(Source records)
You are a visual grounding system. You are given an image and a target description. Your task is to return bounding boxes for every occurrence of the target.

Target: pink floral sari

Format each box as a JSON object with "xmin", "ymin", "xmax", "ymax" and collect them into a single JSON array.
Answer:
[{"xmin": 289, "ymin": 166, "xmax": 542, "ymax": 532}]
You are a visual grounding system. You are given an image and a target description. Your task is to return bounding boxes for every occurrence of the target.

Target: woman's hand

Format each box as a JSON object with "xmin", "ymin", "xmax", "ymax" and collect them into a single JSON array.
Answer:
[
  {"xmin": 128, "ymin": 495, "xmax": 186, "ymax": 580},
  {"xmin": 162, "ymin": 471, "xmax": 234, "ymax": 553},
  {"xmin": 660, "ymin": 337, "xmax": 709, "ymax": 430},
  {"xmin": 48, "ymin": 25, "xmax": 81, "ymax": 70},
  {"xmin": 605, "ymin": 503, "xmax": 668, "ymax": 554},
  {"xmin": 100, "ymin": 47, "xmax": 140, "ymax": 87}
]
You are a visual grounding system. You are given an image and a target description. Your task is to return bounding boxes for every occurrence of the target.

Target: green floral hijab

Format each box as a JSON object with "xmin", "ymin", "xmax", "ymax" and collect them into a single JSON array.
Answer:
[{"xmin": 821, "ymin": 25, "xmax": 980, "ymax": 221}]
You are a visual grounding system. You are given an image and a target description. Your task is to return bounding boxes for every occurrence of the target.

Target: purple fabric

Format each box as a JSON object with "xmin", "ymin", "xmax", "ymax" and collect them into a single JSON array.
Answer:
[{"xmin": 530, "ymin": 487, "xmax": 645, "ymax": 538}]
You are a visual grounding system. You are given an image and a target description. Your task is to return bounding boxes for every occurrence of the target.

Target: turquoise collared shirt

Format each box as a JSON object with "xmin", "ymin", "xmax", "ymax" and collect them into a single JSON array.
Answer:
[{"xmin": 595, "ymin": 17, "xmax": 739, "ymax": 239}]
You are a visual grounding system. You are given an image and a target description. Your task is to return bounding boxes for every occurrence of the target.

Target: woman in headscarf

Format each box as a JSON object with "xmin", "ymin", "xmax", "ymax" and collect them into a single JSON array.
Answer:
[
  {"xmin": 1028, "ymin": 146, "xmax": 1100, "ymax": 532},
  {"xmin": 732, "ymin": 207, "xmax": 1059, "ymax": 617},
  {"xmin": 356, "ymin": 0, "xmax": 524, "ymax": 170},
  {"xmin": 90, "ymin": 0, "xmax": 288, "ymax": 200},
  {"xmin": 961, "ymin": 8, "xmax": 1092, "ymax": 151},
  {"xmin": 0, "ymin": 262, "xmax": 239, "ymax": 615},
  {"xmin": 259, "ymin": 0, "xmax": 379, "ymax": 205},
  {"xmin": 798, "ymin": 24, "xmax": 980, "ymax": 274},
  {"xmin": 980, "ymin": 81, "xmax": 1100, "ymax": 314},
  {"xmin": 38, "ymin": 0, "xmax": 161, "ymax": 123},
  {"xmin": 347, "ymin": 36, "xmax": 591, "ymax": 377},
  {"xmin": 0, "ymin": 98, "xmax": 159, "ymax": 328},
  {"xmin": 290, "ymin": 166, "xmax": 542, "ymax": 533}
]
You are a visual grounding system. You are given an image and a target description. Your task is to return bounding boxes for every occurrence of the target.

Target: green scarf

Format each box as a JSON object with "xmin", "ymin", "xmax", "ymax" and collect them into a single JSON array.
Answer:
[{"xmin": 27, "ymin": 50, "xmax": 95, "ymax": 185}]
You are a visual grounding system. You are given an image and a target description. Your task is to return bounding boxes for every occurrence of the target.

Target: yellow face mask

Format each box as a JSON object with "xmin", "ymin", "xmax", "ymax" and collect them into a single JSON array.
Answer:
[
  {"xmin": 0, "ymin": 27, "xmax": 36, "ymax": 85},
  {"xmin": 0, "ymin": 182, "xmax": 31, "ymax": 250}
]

> **Work item**:
Print the data in full, with each line exactly as given.

> **Result of this task**:
You are a visual grounding system. You are given an image and a target description. Your task is to return bounding boxes for every occurrence of the target.

Target: pink floral sari

Format each box as a JSON object with "xmin", "ymin", "xmax", "ymax" and collect them into a single JSON array.
Answer:
[{"xmin": 289, "ymin": 166, "xmax": 542, "ymax": 532}]
You are a visual grounding system. You are given an image and a target description. Your task is to return bounding boxes for every occurrence of the target.

Target: woman's hand

Format each box as a JSON object with "xmin", "ymin", "xmax", "ymax" and collect them into a single JSON array.
Answer:
[
  {"xmin": 128, "ymin": 495, "xmax": 186, "ymax": 580},
  {"xmin": 162, "ymin": 471, "xmax": 234, "ymax": 553},
  {"xmin": 660, "ymin": 337, "xmax": 709, "ymax": 430},
  {"xmin": 48, "ymin": 25, "xmax": 81, "ymax": 70},
  {"xmin": 605, "ymin": 503, "xmax": 668, "ymax": 554},
  {"xmin": 100, "ymin": 47, "xmax": 140, "ymax": 87}
]
You are a visual grounding system. You are given an image and a target description. Your task is to return bounding boxes for every occurrence of the target.

Target: green floral hijab

Format each box as a JSON object with "xmin", "ymin", "xmax", "ymax" and collect them into a single JSON array.
Answer:
[{"xmin": 821, "ymin": 25, "xmax": 980, "ymax": 221}]
You are a visual grounding system. You are given an image and a target description. Your task is to return bounding boxes for every occurrence of the target.

Target: purple fabric

Format each box as a JSON object with "xmin", "ymin", "xmax", "ymax" and collect them into a single JSON array.
Answer:
[{"xmin": 530, "ymin": 487, "xmax": 645, "ymax": 538}]
You are a visual grounding system. You are given an image and a target description. Your task is to return bounding boxes for every occurrence of the target.

Target: turquoise collared shirt

Format each box as a JSON object with "xmin", "ymin", "xmax", "ymax" and collect them into a single JSON array.
Answer:
[{"xmin": 595, "ymin": 17, "xmax": 739, "ymax": 239}]
You are a visual grounding system. You are given an image and a target description. Your task is to return bounding boxes for every occurrence of the target.

Target: woman in headscarf

Format each box as a JSON object with "xmin", "ymin", "xmax", "ymax" and collect them into a single JSON array.
Answer:
[
  {"xmin": 1028, "ymin": 146, "xmax": 1100, "ymax": 532},
  {"xmin": 732, "ymin": 207, "xmax": 1059, "ymax": 617},
  {"xmin": 356, "ymin": 0, "xmax": 524, "ymax": 170},
  {"xmin": 90, "ymin": 0, "xmax": 288, "ymax": 200},
  {"xmin": 961, "ymin": 8, "xmax": 1092, "ymax": 151},
  {"xmin": 0, "ymin": 262, "xmax": 239, "ymax": 615},
  {"xmin": 259, "ymin": 0, "xmax": 379, "ymax": 205},
  {"xmin": 798, "ymin": 24, "xmax": 980, "ymax": 274},
  {"xmin": 980, "ymin": 81, "xmax": 1100, "ymax": 314},
  {"xmin": 38, "ymin": 0, "xmax": 161, "ymax": 123},
  {"xmin": 347, "ymin": 36, "xmax": 591, "ymax": 377},
  {"xmin": 0, "ymin": 98, "xmax": 159, "ymax": 328},
  {"xmin": 290, "ymin": 166, "xmax": 542, "ymax": 533}
]
You are a visual grounding system. You are given an image and a target description. Your task is to return bounding boxes for every occurrence of the target.

Target: green scarf

Format each box as a JSON object with "xmin", "ymin", "xmax", "ymax" and collect them into a single JSON array.
Answer:
[{"xmin": 27, "ymin": 50, "xmax": 95, "ymax": 185}]
You are a visual grounding system. You are given an image and a target description. Your task is to return bounding boxes for every occurrence of the target.

Target: yellow face mask

Format each box as a JSON object with "xmin", "ymin", "xmax", "ymax" and collect them into a single JSON array.
Answer:
[
  {"xmin": 0, "ymin": 27, "xmax": 36, "ymax": 85},
  {"xmin": 0, "ymin": 182, "xmax": 31, "ymax": 250}
]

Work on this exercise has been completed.